(Beginning of Given text)
When using recursive types (see example below), structure with GenConverter raises a StructureHandlerNotFoundError with the message "Unsupported type: ForwardRef('Y'). Register a structure hook for it" . The error does not happen with PEP 563 enabled. That means when we add 'from future import annotations' to the program and replace y: typing.Optional['Y'] with y: typing.Optional[Y] everything works as expected.

What I Did

import typing
import cattr
import attr

@attr.define(auto_attribs=True)
class X:
    a: int
    b: float
    y: typing.Optional['Y']   #with PEP563 enabled:   y: typing.Optional[Y]   (that does not raise an exception) 

@attr.define(auto_attribs=True)
class Y:
    a: typing.List[int]
    x: X


converter = cattr.GenConverter()

data = { 'a': [1,2,3], 'x': {'a':1, 'b':2.000001, 'y': {'a': [], 'x': {'a': 5, 'b': 3.1, 'y': None}}} }
d = converter.structure( data, Y )  # <---- raises StructureHandlerNotFoundError    Unsupported type: ForwardRef('Y'). Register a structure hook for it

aha79 avatar Dec 21 '21 21:12 aha79

Just FYI you don't need auto_attribs=True when using define, that's the default behavior :)

Tinche avatar Dec 21 '21 22:12 Tinche

I was bitten by this lately too. Wrap the entire type in quotes, instead of just 'Y':

import typing

import attr

import cattr


@attr.define
class X:
    a: int
    b: float
    y: "typing.Optional[Y]"
(End of Given text)
(Beginning of Data shown)
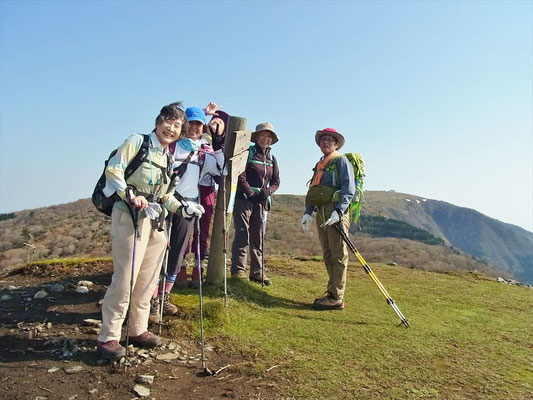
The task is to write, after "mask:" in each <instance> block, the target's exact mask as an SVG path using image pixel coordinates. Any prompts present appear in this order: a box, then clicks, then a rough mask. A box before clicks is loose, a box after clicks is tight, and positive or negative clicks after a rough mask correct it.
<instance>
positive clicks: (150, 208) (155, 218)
mask: <svg viewBox="0 0 533 400" xmlns="http://www.w3.org/2000/svg"><path fill="white" fill-rule="evenodd" d="M161 211H163V209H162V208H161V206H160V205H159V204H157V203H148V207H146V208H145V209H144V213H145V214H146V216H147V217H148V218H150V219H152V220H154V219H157V218H158V217H159V214H161Z"/></svg>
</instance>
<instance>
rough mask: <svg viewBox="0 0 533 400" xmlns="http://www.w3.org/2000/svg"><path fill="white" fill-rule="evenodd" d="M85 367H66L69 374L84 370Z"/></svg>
mask: <svg viewBox="0 0 533 400" xmlns="http://www.w3.org/2000/svg"><path fill="white" fill-rule="evenodd" d="M84 369H85V368H83V367H82V366H81V365H76V366H75V367H71V368H65V373H67V374H75V373H77V372H81V371H83V370H84Z"/></svg>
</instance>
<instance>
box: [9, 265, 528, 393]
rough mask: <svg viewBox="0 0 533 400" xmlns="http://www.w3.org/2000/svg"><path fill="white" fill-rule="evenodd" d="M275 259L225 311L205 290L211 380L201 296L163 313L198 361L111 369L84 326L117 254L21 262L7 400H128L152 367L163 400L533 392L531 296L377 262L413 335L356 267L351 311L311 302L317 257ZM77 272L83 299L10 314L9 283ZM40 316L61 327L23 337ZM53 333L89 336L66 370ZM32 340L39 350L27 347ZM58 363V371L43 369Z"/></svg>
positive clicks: (360, 267) (322, 288) (50, 276)
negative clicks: (203, 355)
mask: <svg viewBox="0 0 533 400" xmlns="http://www.w3.org/2000/svg"><path fill="white" fill-rule="evenodd" d="M267 265H268V267H269V270H270V272H269V276H270V277H271V278H272V280H273V283H274V284H273V286H272V287H265V288H264V289H262V288H261V286H260V285H257V284H253V283H249V282H247V281H241V280H235V279H230V280H229V300H228V307H227V308H225V307H224V305H223V300H222V291H221V288H214V287H207V288H205V292H204V312H205V313H204V316H205V332H206V340H207V343H208V345H209V346H210V347H212V348H213V349H214V350H213V351H211V352H208V353H207V366H208V367H209V368H210V369H211V370H213V371H216V370H218V369H220V368H222V367H223V366H227V368H225V369H224V370H223V371H221V372H220V373H219V374H218V375H217V376H216V377H208V378H205V377H201V374H200V371H201V363H200V362H199V361H198V358H197V356H198V354H199V317H198V293H197V291H194V290H185V291H175V292H174V293H173V294H172V296H171V301H172V302H173V303H174V304H176V305H177V306H178V307H179V310H180V312H179V316H178V317H177V318H170V319H168V320H167V323H166V325H165V327H164V328H163V334H162V335H163V338H164V339H165V342H166V343H171V342H175V343H180V344H181V345H182V346H185V344H186V343H192V344H193V345H194V347H196V350H191V351H189V355H190V354H195V355H196V358H195V359H196V361H178V360H175V361H170V362H169V361H167V362H165V361H159V360H158V359H157V358H154V357H155V356H154V357H153V358H152V359H150V360H147V361H146V363H144V361H143V362H142V363H141V364H140V365H139V366H138V367H133V368H130V369H129V370H128V372H127V373H117V368H116V367H114V366H113V365H106V364H104V365H102V364H101V363H98V358H97V357H96V355H95V352H94V350H93V349H94V344H93V346H92V347H91V346H87V341H88V342H89V343H94V340H95V333H94V332H93V333H90V334H84V331H83V327H81V326H80V327H79V328H78V325H77V322H76V321H80V322H81V321H82V320H83V319H84V318H87V317H90V318H99V316H98V315H99V314H98V310H97V309H95V308H94V302H95V301H96V299H97V298H98V296H102V295H103V293H104V292H105V287H106V285H107V284H109V272H110V270H111V264H110V260H109V259H107V260H95V261H90V260H79V261H76V260H70V261H61V260H59V261H52V262H40V263H35V264H30V265H28V266H23V267H20V268H17V269H16V270H15V271H14V272H13V273H11V274H10V275H7V276H4V277H3V278H2V281H1V283H0V288H3V290H2V291H1V292H2V295H4V294H5V293H9V294H10V295H11V296H14V298H13V299H12V300H11V302H6V301H3V302H1V303H0V307H1V309H2V317H1V318H0V334H1V335H2V336H4V338H3V340H2V342H3V343H4V344H5V345H6V346H8V347H6V348H2V352H1V353H2V356H0V361H2V363H0V365H5V366H6V367H7V366H9V367H10V368H6V369H4V370H3V373H4V375H5V378H4V381H3V382H4V384H3V385H2V389H3V393H4V395H5V396H7V397H6V398H14V399H18V398H20V399H25V398H35V396H37V395H39V394H41V395H42V394H46V395H49V394H48V393H44V392H43V391H42V390H41V391H40V389H42V388H57V387H61V388H62V391H61V396H63V397H61V396H60V397H54V396H52V397H48V398H65V399H67V398H72V397H71V396H72V395H74V394H78V395H79V394H80V393H82V394H83V393H86V391H87V390H89V389H92V390H94V389H98V393H99V394H105V393H107V394H109V395H110V396H111V398H114V399H125V400H127V399H131V398H132V394H131V392H130V390H131V388H132V387H133V385H134V384H133V379H134V378H135V376H137V375H139V374H149V375H155V377H156V379H155V382H154V383H153V384H152V385H151V387H150V389H151V395H150V396H151V397H152V398H155V399H158V400H161V399H171V398H176V396H177V395H178V394H179V396H180V398H183V399H209V398H237V399H305V400H314V399H316V400H323V399H387V400H388V399H447V400H455V399H456V400H459V399H486V400H508V399H524V400H526V399H531V398H533V368H532V366H533V351H532V350H533V331H532V327H533V307H532V305H533V291H532V290H530V289H527V288H525V287H517V286H511V285H505V284H500V283H497V282H496V281H494V280H492V279H489V278H487V277H486V276H484V275H481V274H477V273H470V272H467V273H464V272H461V273H435V272H428V271H421V270H417V269H409V268H402V267H391V266H387V265H383V264H371V267H372V269H373V270H374V272H375V273H376V275H377V276H378V278H379V279H380V280H381V282H382V283H383V284H384V286H385V287H386V288H387V290H388V291H389V293H390V294H391V296H392V297H393V298H394V300H395V301H396V303H397V304H398V306H399V307H400V309H401V310H402V312H403V313H404V314H405V316H406V317H407V318H408V319H409V321H410V323H411V326H412V327H411V328H409V329H407V328H405V327H404V326H403V325H400V324H399V319H398V318H397V316H396V314H395V313H394V312H393V310H392V309H391V308H390V307H389V306H388V305H387V304H386V302H385V299H384V298H383V297H382V295H381V293H380V292H379V291H378V289H377V288H376V287H375V285H374V284H373V282H372V281H371V280H370V278H369V277H368V276H367V275H366V274H365V273H364V272H363V270H362V268H361V267H360V266H359V265H358V264H356V263H355V262H351V263H350V266H349V272H348V284H347V291H346V309H345V310H344V311H314V310H312V309H311V307H310V304H311V302H312V301H313V299H314V298H315V297H316V296H319V295H321V294H322V291H323V290H324V288H325V282H326V279H327V278H326V272H325V268H324V265H323V262H322V261H320V260H319V259H318V258H316V257H311V258H307V259H303V258H300V259H294V258H291V257H283V256H271V257H269V258H268V259H267ZM102 266H104V268H103V269H99V268H102ZM80 269H81V270H82V271H85V272H83V274H89V273H90V277H91V280H93V281H94V282H95V287H94V288H92V289H91V292H90V293H89V295H91V293H94V295H91V296H92V297H91V298H90V300H88V303H86V301H84V300H83V297H80V295H75V296H74V294H73V295H71V296H73V297H71V298H72V303H69V302H68V301H66V300H62V297H61V296H60V295H55V296H54V298H55V300H53V301H52V302H51V303H46V301H45V300H43V301H41V302H40V303H39V302H36V301H33V302H31V304H32V305H31V306H30V311H29V312H28V308H27V307H28V306H27V305H26V312H24V304H29V303H25V302H24V301H22V307H23V308H22V310H21V311H22V312H24V313H23V314H19V315H20V316H21V318H22V320H20V319H16V318H15V317H14V315H16V312H15V311H14V309H13V308H16V307H17V304H20V302H19V301H18V298H17V297H16V296H17V292H16V291H14V292H13V291H11V292H9V291H6V287H7V285H16V286H17V287H20V288H21V289H18V290H24V292H25V293H33V292H36V291H37V290H39V289H40V288H42V287H43V286H44V287H46V285H47V282H48V283H52V282H56V283H57V282H61V283H64V284H65V285H67V286H68V282H77V280H78V279H82V278H83V279H85V278H86V276H85V275H83V276H80V277H77V276H78V275H76V274H78V271H79V270H80ZM72 274H74V275H75V276H74V277H72V276H70V275H72ZM24 283H25V284H26V287H25V288H24ZM28 284H29V285H30V287H27V285H28ZM21 296H22V297H25V296H27V294H26V295H23V294H21ZM43 302H44V303H43ZM34 303H35V304H36V305H33V304H34ZM84 303H85V304H84ZM37 304H41V306H38V305H37ZM46 304H49V305H48V306H47V305H46ZM89 305H90V307H89ZM36 307H44V308H36ZM77 307H79V308H77ZM36 321H40V322H43V321H52V322H53V327H51V328H50V329H45V330H44V331H42V333H38V332H37V331H36V333H35V334H34V335H36V336H33V337H30V338H29V340H28V336H24V337H25V338H26V340H22V339H18V337H19V335H18V334H17V333H16V332H17V327H19V328H20V329H23V328H24V327H28V326H35V325H36V324H37V322H36ZM37 325H38V324H37ZM80 328H81V329H82V331H81V332H80ZM54 329H56V330H54ZM153 329H154V330H155V329H157V328H156V327H154V328H153ZM12 332H15V333H12ZM45 334H46V336H47V337H45V338H41V335H42V336H44V335H45ZM56 335H59V336H56ZM61 335H62V336H61ZM65 335H66V338H65ZM54 337H58V339H57V340H60V341H61V340H72V339H75V340H76V339H77V343H80V340H85V342H82V343H85V347H84V349H85V350H81V353H77V355H75V356H74V359H73V360H71V361H69V363H67V364H65V361H61V360H57V356H54V353H53V352H52V353H50V350H49V349H50V347H49V346H50V345H49V344H48V345H47V343H50V342H53V340H55V339H54ZM50 339H52V340H50ZM8 343H9V345H8ZM63 343H64V342H63ZM43 346H44V347H43ZM47 346H48V347H47ZM28 347H31V348H32V349H33V350H32V353H26V354H25V349H26V348H28ZM84 351H85V352H84ZM161 352H162V353H165V352H168V350H162V351H161ZM32 354H34V356H32ZM47 354H48V355H47ZM55 354H57V353H55ZM35 357H37V358H35ZM187 359H188V358H187ZM35 360H38V361H37V363H35ZM152 360H153V361H152ZM67 361H68V360H67ZM148 361H150V364H149V363H148ZM80 364H81V365H82V366H83V368H84V373H83V374H74V375H65V374H64V373H62V372H61V369H62V368H66V367H65V365H66V366H67V367H68V366H69V365H71V366H72V365H80ZM51 367H59V368H60V371H59V372H55V373H47V372H46V371H47V370H49V371H50V368H51ZM35 368H38V369H35ZM39 371H41V372H39ZM177 377H179V379H178V378H177ZM22 381H24V382H26V383H25V384H24V385H22V384H21V383H22ZM66 382H68V384H67V383H66ZM47 390H48V389H47ZM82 398H84V397H83V396H82ZM104 398H105V397H104Z"/></svg>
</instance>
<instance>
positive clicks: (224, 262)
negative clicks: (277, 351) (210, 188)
mask: <svg viewBox="0 0 533 400" xmlns="http://www.w3.org/2000/svg"><path fill="white" fill-rule="evenodd" d="M221 186H222V187H223V188H224V201H223V203H224V204H223V210H222V211H223V214H224V224H223V226H222V236H223V246H222V252H223V253H224V307H227V306H228V271H227V269H228V268H227V262H228V248H227V236H228V233H227V230H228V223H227V218H228V208H227V203H226V197H227V196H226V175H223V176H222V185H221Z"/></svg>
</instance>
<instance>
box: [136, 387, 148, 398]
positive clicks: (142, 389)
mask: <svg viewBox="0 0 533 400" xmlns="http://www.w3.org/2000/svg"><path fill="white" fill-rule="evenodd" d="M133 393H135V394H136V395H137V396H139V397H146V396H149V395H150V389H148V388H147V387H145V386H143V385H135V386H134V388H133Z"/></svg>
(End of Data shown)
What the task requires:
In the thread about cattrs and recursive types, which error does structuring with GenConverter raise?

Your response:
A StructureHandlerNotFoundError with the message "Unsupported type: ForwardRef('Y'). Register a structure hook for it".